### THE TASK
Count the lines in the data below that contain the word "high", and give only that number.
--- begin ---
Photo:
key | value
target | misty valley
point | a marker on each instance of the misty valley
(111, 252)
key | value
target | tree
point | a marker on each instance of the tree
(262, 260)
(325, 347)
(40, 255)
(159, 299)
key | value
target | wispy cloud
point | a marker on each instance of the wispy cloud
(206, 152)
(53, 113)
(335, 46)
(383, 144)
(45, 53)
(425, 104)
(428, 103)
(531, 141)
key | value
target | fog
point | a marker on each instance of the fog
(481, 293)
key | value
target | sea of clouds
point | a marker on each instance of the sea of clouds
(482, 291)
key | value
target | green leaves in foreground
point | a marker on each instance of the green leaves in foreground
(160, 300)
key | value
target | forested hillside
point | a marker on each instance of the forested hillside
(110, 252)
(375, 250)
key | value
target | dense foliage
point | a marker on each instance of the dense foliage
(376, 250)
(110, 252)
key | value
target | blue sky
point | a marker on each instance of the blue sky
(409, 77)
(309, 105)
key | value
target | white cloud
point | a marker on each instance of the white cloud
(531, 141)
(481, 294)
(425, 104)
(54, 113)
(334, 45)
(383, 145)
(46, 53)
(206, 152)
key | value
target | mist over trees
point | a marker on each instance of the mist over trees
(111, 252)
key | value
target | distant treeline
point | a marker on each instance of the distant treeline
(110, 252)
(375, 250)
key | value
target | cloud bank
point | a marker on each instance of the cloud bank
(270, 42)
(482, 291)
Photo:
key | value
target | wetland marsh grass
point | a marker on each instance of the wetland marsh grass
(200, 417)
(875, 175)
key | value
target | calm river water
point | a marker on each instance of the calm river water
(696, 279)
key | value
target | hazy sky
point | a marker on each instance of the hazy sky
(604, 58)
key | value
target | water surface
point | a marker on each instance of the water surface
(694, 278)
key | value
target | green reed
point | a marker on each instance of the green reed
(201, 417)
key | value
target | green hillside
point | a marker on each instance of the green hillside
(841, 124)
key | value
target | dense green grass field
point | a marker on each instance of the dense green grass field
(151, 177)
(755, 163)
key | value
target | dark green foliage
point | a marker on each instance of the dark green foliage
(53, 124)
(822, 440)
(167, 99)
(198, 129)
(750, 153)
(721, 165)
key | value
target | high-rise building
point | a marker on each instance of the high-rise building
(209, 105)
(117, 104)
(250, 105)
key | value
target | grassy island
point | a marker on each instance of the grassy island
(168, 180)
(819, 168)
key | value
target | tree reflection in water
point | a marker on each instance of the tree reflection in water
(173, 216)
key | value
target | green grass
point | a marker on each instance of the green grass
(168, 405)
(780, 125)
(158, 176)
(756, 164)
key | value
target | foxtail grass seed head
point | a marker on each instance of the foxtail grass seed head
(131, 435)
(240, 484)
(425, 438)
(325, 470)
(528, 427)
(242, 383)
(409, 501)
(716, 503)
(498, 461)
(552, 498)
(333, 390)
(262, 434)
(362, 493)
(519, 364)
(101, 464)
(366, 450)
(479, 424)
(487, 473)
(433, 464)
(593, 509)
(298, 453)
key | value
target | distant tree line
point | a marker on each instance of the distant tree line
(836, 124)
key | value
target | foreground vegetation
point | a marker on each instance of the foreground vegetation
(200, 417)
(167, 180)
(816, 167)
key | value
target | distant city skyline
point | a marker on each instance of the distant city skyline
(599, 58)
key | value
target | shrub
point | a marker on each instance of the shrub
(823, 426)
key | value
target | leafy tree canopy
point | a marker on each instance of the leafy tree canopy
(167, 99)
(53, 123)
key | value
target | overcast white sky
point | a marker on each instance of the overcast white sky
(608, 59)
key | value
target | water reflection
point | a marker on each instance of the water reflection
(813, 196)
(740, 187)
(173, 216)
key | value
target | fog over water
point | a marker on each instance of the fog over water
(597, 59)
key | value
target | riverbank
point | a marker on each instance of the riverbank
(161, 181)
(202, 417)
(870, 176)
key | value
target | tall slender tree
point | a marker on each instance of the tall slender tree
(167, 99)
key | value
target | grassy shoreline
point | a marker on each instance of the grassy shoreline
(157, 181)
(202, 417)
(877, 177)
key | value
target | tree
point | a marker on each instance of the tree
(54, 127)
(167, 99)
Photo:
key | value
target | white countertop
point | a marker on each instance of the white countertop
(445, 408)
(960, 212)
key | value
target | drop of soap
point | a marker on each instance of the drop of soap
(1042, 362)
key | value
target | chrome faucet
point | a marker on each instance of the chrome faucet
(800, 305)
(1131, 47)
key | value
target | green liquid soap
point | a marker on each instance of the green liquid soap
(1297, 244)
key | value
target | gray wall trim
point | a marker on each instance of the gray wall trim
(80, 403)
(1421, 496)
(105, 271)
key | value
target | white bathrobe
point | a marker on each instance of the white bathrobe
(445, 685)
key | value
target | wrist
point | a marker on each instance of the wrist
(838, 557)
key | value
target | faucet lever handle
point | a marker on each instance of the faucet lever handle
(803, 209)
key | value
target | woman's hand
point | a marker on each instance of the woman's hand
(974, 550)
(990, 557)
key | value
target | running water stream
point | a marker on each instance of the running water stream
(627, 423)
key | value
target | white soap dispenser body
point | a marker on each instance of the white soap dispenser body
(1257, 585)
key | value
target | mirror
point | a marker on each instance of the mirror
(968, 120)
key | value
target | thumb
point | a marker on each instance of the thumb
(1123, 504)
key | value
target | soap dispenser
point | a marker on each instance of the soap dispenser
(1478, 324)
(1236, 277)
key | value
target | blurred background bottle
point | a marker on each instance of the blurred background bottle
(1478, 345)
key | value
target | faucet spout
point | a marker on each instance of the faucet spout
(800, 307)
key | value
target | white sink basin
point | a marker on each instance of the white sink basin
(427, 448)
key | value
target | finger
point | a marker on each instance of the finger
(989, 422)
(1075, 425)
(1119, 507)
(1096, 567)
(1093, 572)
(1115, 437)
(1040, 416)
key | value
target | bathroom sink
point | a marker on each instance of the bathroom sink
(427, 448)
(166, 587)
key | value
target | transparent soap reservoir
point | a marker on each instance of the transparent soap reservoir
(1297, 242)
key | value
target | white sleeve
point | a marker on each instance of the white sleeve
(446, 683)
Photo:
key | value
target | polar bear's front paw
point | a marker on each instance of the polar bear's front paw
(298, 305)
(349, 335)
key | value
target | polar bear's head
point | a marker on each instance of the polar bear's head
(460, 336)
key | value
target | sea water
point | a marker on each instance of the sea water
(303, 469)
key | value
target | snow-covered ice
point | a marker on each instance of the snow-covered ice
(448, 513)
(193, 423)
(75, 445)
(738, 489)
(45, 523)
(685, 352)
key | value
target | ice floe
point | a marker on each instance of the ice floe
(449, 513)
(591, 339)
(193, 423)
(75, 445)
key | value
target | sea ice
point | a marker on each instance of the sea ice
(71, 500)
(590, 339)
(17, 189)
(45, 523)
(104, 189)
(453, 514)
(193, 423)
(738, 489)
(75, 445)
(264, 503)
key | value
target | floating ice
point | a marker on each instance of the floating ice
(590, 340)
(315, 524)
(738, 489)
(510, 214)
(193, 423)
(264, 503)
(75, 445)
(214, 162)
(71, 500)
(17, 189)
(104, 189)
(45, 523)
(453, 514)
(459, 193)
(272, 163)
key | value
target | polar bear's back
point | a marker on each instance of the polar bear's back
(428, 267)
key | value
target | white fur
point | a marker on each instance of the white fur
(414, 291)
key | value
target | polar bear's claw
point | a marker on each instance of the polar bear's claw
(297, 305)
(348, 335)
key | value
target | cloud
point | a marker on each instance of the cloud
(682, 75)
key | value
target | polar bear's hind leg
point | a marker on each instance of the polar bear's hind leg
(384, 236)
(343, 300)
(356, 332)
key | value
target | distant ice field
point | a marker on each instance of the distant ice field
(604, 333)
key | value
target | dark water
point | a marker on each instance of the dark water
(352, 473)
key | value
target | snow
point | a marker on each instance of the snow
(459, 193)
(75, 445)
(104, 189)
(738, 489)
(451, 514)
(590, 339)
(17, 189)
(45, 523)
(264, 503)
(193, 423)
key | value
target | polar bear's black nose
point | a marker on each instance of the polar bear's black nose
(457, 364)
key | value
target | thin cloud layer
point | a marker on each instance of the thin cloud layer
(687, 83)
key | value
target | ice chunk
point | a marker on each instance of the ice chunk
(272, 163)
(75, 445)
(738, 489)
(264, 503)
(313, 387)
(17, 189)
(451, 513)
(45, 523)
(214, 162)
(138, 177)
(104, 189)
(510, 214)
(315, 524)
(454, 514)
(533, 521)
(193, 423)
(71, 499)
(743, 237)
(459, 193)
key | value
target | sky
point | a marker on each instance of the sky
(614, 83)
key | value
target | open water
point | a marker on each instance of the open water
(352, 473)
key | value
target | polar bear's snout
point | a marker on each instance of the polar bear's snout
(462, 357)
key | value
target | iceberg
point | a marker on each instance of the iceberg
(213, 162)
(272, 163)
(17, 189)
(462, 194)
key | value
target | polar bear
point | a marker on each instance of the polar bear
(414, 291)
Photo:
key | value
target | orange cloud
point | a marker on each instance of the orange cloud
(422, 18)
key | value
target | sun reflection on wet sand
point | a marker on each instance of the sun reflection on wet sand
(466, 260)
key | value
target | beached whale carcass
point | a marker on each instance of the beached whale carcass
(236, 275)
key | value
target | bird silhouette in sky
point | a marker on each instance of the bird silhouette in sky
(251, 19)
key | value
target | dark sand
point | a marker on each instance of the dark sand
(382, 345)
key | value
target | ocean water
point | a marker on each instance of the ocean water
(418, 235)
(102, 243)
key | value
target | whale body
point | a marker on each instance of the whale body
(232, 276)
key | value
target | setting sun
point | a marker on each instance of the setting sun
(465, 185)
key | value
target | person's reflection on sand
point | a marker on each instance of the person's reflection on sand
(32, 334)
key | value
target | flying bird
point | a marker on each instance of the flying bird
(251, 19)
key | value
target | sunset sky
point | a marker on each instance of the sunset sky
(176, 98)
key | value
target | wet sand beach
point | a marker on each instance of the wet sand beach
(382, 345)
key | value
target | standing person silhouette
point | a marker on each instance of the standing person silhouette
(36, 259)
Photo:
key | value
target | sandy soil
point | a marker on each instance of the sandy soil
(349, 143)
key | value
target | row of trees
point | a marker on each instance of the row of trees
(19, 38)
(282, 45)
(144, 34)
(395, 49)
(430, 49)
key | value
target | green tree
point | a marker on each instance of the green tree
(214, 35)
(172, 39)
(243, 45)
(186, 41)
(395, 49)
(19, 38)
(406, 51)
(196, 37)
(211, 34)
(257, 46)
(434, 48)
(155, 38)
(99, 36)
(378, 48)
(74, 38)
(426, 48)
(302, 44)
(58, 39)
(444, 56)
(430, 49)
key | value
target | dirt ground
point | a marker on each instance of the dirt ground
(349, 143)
--- end ---
### RESPONSE
2